## start Working data

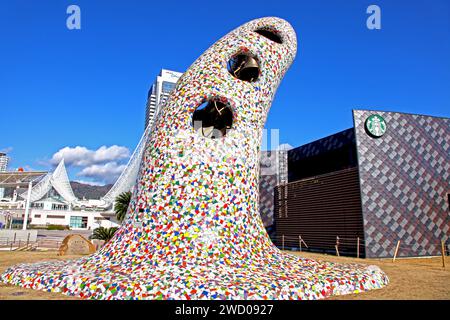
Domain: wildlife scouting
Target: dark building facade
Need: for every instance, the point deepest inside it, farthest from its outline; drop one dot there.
(383, 181)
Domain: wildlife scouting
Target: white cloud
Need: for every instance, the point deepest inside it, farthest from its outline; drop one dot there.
(101, 166)
(6, 150)
(106, 173)
(92, 183)
(83, 157)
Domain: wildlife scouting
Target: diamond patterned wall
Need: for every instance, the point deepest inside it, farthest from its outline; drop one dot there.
(405, 179)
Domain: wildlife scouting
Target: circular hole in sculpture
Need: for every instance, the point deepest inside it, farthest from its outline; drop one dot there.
(212, 119)
(270, 34)
(244, 67)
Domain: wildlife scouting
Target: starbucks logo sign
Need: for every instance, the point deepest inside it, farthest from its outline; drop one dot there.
(375, 125)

## end Working data

● Requirement: Could you rewrite every line of the listing above as a numbered list, skipping blank lines and leaving the picture out?

● Solution to the exercise:
1. Domain: wildlife scouting
2. Target: dark building facade
3. Need: for every instance, the point deepest inside it, farthest from its outline; drop one dot there.
4. (383, 181)
5. Domain: wildlife scouting
6. Target: white cloud
7. Need: for every instance, the point deepest inside it, farthest from its outline; drop one dot there.
8. (101, 166)
9. (6, 150)
10. (106, 173)
11. (92, 183)
12. (83, 157)
13. Domain: wildlife scouting
14. Target: diamond patterned wall
15. Need: for every instance, the point deepest inside it, farthest from its outline; drop one dot there.
16. (405, 179)
17. Domain: wildlife scouting
18. Target: circular hole in sculpture
19. Need: for every instance, the point deepest inside it, farthest from its outline; drop one dot there.
20. (212, 119)
21. (270, 34)
22. (244, 67)
23. Domain: wildlife scouting
24. Target: starbucks logo sign
25. Need: for every instance, the point deepest inside it, farthest from its outline; drop one dot there.
26. (375, 125)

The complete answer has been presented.